* _Action item A_:
Update the thread passage starting with "Hba1c was 6.9%." and going on through "take into consideration!", putting "April" in place of "March".
* _Action item B_:
According to the thread, at what HbA1c level was rachelha given the go-ahead last time?

* _Excerpt_:
====================

# The hospital have just called



## Monkey (Dec 14, 2011)

Hba1c was 6.9%. 

She's said that as it's under the 7% mark, she's happy that we can start trying, altho obviously to keep working on control, and get it tighter if at all possible.

She did say she could ask us to wait til March for a re-test, but that she thought that would be unfair, particularly given that I honestly think I've done what I can to improve it, and that I have a 2year old to take into consideration! 

So, gulp.


----------



## trophywench (Dec 14, 2011)

Congratulations, I think?  LOL


----------



## Monkey (Dec 14, 2011)

trophywench said:


> Congratulations, I think?  LOL



I think so - it's a good thing, anyway!


----------



## Copepod (Dec 14, 2011)

Congratulations - when the baby is actually conceived may be a while after you start trying, of course!


----------



## novorapidboi26 (Dec 14, 2011)

Good news, go forth an make babies...................


----------



## Monkey (Dec 14, 2011)

Copepod said:


> Congratulations - when the baby is actually conceived may be a while after you start trying, of course!



That's the other thing I said to her - my son was conceived very quickly, but I'm not expecting the same this time!


----------



## MrsCLH (Dec 14, 2011)

My hba1c was 6.9 when I conceived so you'll be fine with that. Good luck!!


----------



## rachelha (Dec 14, 2011)

Yeah!  I was given the go ahead at 7.4 last time.   Happy baby making


----------



## PhoebeC (Dec 19, 2011)

Yey.

Just do your best.

And have fun making a new baby  xx


----------

====================

* _The data_:
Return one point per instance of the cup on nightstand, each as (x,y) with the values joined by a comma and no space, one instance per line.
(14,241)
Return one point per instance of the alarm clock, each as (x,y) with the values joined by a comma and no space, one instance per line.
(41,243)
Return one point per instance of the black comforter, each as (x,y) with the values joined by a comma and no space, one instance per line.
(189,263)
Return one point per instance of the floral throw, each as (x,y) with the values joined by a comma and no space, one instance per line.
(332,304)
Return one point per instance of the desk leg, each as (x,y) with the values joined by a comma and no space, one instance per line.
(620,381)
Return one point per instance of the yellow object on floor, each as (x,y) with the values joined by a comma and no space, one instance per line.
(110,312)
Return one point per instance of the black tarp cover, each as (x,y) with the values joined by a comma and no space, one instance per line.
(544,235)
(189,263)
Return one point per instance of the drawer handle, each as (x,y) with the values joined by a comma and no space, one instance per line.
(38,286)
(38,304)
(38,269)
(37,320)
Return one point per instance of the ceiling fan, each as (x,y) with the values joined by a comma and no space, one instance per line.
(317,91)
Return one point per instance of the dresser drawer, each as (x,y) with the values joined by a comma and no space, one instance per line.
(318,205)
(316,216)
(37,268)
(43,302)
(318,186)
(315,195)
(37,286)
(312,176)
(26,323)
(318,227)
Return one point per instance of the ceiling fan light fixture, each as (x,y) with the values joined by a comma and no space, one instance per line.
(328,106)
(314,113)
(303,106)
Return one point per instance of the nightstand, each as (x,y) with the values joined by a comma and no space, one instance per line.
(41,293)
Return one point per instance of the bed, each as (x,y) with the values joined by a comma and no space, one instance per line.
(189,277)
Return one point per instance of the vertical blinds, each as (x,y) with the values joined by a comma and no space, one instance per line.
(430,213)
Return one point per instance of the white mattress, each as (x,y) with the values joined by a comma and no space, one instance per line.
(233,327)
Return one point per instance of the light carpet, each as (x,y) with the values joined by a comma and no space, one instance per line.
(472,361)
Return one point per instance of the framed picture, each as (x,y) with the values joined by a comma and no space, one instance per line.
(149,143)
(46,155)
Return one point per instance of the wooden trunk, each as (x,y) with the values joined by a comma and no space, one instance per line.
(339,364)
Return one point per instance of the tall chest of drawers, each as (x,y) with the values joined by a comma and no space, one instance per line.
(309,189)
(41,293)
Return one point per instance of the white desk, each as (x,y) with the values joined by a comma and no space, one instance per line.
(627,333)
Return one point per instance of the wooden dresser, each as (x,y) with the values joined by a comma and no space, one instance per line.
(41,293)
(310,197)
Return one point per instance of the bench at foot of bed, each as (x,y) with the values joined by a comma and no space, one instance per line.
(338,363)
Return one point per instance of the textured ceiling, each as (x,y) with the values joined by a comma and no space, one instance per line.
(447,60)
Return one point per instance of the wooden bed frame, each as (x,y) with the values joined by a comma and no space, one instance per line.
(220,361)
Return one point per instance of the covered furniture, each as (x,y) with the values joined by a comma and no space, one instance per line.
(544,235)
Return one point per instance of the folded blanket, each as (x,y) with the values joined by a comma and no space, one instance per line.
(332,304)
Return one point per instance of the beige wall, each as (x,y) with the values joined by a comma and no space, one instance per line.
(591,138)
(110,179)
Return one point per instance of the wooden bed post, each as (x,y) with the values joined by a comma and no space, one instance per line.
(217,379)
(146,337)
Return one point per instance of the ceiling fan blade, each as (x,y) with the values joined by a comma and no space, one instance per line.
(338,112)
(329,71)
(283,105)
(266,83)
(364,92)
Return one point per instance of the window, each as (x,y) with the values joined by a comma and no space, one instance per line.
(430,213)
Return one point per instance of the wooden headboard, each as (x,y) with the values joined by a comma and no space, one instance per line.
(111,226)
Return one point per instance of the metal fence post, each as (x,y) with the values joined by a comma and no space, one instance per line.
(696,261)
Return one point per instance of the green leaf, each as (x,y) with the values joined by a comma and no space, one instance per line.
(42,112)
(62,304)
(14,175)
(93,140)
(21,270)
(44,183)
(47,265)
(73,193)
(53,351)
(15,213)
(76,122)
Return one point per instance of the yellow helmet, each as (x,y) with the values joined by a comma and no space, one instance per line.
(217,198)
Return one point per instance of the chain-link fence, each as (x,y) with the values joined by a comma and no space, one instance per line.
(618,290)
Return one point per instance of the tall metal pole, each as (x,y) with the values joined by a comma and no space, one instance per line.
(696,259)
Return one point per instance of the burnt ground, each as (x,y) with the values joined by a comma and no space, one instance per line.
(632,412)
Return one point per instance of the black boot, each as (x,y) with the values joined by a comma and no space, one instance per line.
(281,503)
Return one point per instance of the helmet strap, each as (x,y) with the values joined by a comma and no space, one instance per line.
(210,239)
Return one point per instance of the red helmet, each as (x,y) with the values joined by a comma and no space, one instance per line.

====================

* _Exercise result A_:
Hba1c was 6.9%. 

She's said that as it's under the 7% mark, she's happy that we can start trying, altho obviously to keep working on control, and get it tighter if at all possible.

She did say she could ask us to wait til April for a re-test, but that she thought that would be unfair, particularly given that I honestly think I've done what I can to improve it, and that I have a 2year old to take into consideration!

* _Exercise result B_:
7.4